*TASK STATEMENT*
Without altering anything, repeat each of the records.
## begin
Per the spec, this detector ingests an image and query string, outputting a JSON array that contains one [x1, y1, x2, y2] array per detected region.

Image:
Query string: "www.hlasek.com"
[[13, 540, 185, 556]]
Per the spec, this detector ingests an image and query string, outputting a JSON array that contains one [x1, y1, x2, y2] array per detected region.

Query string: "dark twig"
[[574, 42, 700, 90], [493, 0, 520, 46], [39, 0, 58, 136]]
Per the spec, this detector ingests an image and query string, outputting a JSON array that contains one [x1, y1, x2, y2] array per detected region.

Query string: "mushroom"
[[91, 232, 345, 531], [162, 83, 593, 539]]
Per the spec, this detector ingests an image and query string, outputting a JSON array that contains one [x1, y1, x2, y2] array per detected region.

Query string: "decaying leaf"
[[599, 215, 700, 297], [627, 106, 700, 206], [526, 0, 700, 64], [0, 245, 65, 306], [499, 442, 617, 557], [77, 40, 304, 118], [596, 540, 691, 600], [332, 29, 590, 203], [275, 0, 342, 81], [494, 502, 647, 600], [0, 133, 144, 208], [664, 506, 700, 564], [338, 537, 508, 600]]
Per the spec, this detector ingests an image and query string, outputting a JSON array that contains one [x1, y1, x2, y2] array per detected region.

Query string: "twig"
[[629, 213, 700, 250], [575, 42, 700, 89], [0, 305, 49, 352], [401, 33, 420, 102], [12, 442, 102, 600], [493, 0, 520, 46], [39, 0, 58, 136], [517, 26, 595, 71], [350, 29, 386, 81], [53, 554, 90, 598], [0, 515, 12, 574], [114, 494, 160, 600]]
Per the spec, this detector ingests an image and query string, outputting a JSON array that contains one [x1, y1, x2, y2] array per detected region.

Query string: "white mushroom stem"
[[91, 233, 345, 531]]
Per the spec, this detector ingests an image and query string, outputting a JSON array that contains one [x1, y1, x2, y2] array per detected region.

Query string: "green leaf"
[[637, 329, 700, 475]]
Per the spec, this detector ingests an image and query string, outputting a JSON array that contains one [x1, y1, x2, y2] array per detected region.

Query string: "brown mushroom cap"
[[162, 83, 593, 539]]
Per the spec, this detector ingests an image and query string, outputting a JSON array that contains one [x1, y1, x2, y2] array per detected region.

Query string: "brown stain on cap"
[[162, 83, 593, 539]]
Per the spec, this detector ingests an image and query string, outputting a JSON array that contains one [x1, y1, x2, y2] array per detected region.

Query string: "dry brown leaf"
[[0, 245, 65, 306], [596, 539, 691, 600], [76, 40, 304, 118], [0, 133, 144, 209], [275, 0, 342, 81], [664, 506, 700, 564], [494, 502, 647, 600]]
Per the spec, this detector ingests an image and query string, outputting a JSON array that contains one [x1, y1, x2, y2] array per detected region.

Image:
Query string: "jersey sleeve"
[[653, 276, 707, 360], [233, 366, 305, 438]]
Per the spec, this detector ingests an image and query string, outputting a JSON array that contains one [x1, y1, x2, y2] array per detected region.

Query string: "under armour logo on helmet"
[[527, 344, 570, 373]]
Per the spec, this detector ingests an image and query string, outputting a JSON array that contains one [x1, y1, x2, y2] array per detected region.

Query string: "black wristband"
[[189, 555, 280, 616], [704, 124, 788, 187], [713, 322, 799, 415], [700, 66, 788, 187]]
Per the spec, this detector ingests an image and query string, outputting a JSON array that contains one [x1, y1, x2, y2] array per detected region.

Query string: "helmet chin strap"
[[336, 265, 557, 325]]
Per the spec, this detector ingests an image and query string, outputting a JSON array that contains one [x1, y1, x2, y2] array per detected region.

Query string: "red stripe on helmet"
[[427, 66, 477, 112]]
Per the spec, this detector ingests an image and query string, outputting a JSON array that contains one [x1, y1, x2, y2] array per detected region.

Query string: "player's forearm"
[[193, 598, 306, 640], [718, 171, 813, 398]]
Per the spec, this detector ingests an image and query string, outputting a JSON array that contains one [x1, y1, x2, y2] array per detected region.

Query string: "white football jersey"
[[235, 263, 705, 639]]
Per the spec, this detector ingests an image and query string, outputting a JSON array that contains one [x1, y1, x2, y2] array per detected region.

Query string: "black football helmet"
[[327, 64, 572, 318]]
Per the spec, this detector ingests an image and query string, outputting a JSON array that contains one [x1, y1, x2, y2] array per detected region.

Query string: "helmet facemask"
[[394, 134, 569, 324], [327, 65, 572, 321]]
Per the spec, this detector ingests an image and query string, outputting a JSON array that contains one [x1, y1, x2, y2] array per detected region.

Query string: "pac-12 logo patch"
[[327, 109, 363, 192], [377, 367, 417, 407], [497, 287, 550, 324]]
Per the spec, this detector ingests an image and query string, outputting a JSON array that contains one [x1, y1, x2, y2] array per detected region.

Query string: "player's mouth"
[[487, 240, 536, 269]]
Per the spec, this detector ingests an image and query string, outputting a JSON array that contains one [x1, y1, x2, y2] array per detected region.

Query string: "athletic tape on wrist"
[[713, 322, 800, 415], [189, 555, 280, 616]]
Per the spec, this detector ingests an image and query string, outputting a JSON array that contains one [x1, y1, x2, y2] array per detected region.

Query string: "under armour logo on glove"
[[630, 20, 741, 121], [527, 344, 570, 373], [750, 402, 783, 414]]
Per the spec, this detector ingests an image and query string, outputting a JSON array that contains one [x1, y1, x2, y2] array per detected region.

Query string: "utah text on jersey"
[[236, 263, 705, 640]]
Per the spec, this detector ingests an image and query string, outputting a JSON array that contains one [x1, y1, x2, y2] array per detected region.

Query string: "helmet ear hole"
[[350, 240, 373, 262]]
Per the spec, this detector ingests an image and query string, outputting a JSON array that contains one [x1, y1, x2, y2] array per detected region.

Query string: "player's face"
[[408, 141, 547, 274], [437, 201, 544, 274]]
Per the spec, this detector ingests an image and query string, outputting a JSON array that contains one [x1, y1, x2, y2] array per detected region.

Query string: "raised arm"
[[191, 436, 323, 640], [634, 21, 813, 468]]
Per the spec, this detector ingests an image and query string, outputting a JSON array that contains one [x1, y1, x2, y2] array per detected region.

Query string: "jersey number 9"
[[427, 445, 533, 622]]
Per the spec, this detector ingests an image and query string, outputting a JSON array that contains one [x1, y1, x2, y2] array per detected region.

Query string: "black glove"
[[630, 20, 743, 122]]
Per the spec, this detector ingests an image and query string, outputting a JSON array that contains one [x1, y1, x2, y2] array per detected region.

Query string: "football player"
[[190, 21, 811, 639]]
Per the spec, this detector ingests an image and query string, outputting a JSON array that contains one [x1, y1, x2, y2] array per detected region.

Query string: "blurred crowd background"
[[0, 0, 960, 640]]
## end
*RESPONSE TO THE TASK*
Per the spec, this detector ingests an image and query string, outputting a JSON array that contains one [x1, y1, x2, y2] array per detected region.

Image:
Query string: "www.hlasek.com"
[[13, 540, 185, 556]]
Per the spec, this detector ingests an image and query string, outputting a JSON array that contains one [x1, y1, x2, y2] array per detected region.

Query string: "dark twig"
[[574, 42, 700, 90], [493, 0, 520, 46], [39, 0, 58, 136]]
Per the spec, this detector ingests an image and query string, outputting a JSON array that contains one [x1, y1, x2, y2] array per detected region.

Query string: "mushroom"
[[91, 232, 345, 531], [162, 83, 593, 539]]
Per the spec, this detector ingests an image and query string, outputting a JSON array that contains one [x1, y1, x2, y2] array per detected region.

Query string: "decaying leaf"
[[599, 215, 700, 297], [627, 106, 700, 206], [526, 0, 700, 64], [0, 245, 65, 306], [499, 442, 617, 557], [77, 40, 304, 118], [596, 540, 691, 600], [332, 29, 590, 203], [275, 0, 342, 81], [494, 502, 647, 600], [0, 133, 144, 208], [664, 506, 700, 564], [338, 537, 508, 600]]
Per the spec, this detector ingests an image and query string, outputting a JSON array that contains one [x1, y1, x2, y2] array per detected region.

Query string: "twig"
[[629, 213, 700, 250], [575, 42, 700, 89], [0, 305, 49, 352], [401, 33, 420, 102], [12, 442, 102, 600], [493, 0, 520, 46], [39, 0, 58, 136], [517, 26, 595, 71], [350, 29, 386, 81], [53, 554, 90, 598], [0, 515, 12, 574], [114, 494, 160, 600]]
Per the spec, this detector ingests an image and query string, outputting a JSON array that contains one [x1, y1, x2, y2] array per detected region.

Query string: "white mushroom stem"
[[91, 233, 345, 531]]
Per the spec, this detector ingests an image and query string, outputting a JSON array that contains one [x1, y1, x2, y2] array per detected region.

Query string: "green leaf"
[[637, 329, 700, 475]]
Per the spec, this detector ingests an image and query string, outputting a JSON array that contains one [x1, y1, x2, y2] array per detected region.

Query string: "brown mushroom cap"
[[162, 83, 593, 539]]
Per the spec, this detector ingests an image and query string, outputting a JSON array that contains one [x1, y1, x2, y2] array per detected region.

Query string: "brown stain on cap"
[[162, 83, 593, 539]]
Per the spec, this detector ingests an image and query string, outputting a JSON array that contains one [x1, y1, x2, y2] array per detected region.

Query string: "dry brown leaf"
[[0, 245, 65, 306], [596, 539, 691, 600], [76, 40, 304, 118], [0, 133, 144, 209], [275, 0, 342, 81], [664, 506, 700, 564], [494, 502, 647, 600]]
Per the spec, this detector ingests an image and query string, outputting a JSON array that contains one [x1, y1, x2, y2] array per detected region.

Image:
Query string: "jersey sleeve"
[[653, 276, 707, 360], [233, 366, 305, 438]]
Per the spec, this detector ingests an image and query string, outputting a JSON array that contains one [x1, y1, x2, y2] array per detected region.

Query string: "under armour logo on helmet"
[[527, 344, 570, 373]]
Per the spec, this detector ingests an image and query string, outputting a JSON array that contains one [x1, y1, x2, y2] array per detected region.

Query string: "black wristband"
[[189, 555, 280, 616], [704, 124, 788, 187], [713, 322, 799, 415], [700, 66, 788, 187]]
Per the spec, this detector ingests an image and query string, outputting a JSON array that contains one [x1, y1, x2, y2] array per detected region.

Query string: "helmet chin strap"
[[336, 265, 557, 325]]
Per the spec, this detector ingests an image and query string, outputting a JSON array that contains one [x1, y1, x2, y2] array per detected region.

Query string: "red stripe on helmet"
[[427, 66, 477, 112]]
Per the spec, this detector ingests an image and query string, outputting a JSON array that contains one [x1, y1, x2, y2] array per detected region.

Query string: "player's forearm"
[[193, 598, 306, 640], [718, 171, 813, 398]]
Per the spec, this detector ingests an image and query string, outputting a JSON array that contains one [x1, y1, x2, y2] array per detected region.

Query string: "white football jersey"
[[235, 263, 705, 639]]
Per the spec, this detector ingests an image and query string, outputting a JSON array that contains one [x1, y1, x2, y2] array per detected region.

Query string: "black football helmet"
[[327, 64, 572, 318]]
Per the spec, this detector ingests an image and query string, outputting a JSON array that contains one [x1, y1, x2, y2] array per detected region.

Query string: "helmet facemask"
[[394, 134, 569, 324], [327, 65, 572, 321]]
Per the spec, this detector ingests an image and query string, outputting a JSON array that contains one [x1, y1, x2, y2] array per detected region.

Query string: "pac-12 logo patch"
[[327, 109, 363, 192], [377, 367, 417, 407], [497, 287, 550, 324]]
Per the spec, this detector ingests an image and query string, outputting a JSON array that contains one [x1, y1, x2, y2] array per detected region.

Query string: "player's mouth"
[[487, 240, 536, 269]]
Per the spec, this detector ingests an image and query string, outputting a JSON array that contains one [x1, y1, x2, y2] array per detected region.

Query string: "athletic tape on wrist"
[[713, 322, 800, 415], [189, 555, 280, 616]]
Per the spec, this detector ingests an image and query string, outputting a JSON array that contains one [x1, y1, x2, y2] array per detected region.

Query string: "under armour logo on glove"
[[630, 20, 741, 121], [527, 344, 570, 373], [750, 402, 783, 414]]
Per the spec, this detector ingests an image and query string, outputting a JSON array that contains one [x1, y1, x2, y2] array per detected region.

Query string: "utah text on jersey"
[[236, 263, 705, 640]]
Per the spec, this detector ingests an image and query string, outputting a JSON array that contains one [x1, y1, x2, y2] array per detected region.

Query string: "helmet ear hole"
[[350, 240, 373, 262]]
Per the spec, this detector ingests an image and query string, outputting a JSON array that contains one [x1, y1, x2, y2] array per detected region.

Query string: "player's face"
[[408, 141, 547, 274], [437, 201, 544, 274]]
Per the spec, this detector ingests an image and query string, outputting a JSON array that contains one [x1, y1, x2, y2] array per detected region.

Query string: "raised arm"
[[191, 436, 323, 640], [634, 21, 813, 468]]
Per the spec, this detector ingests an image and query string, outputting a JSON array that contains one [x1, y1, x2, y2] array per detected region.

Query string: "jersey number 9"
[[427, 445, 533, 622]]
Per the spec, this detector ingests an image and query string, outputting a JSON array that contains one [x1, y1, x2, y2] array per detected region.

Query string: "black glove"
[[630, 20, 743, 122]]
Per the spec, this detector ingests an image and query string, outputting a JSON array that contains one [x1, y1, x2, y2] array per detected region.

Query string: "football player"
[[190, 21, 811, 639]]
Per the spec, this detector ingests an image and query string, outputting a JSON array that contains one [x1, y1, x2, y2] array per detected region.

Query string: "blurred crowd background"
[[0, 0, 960, 640]]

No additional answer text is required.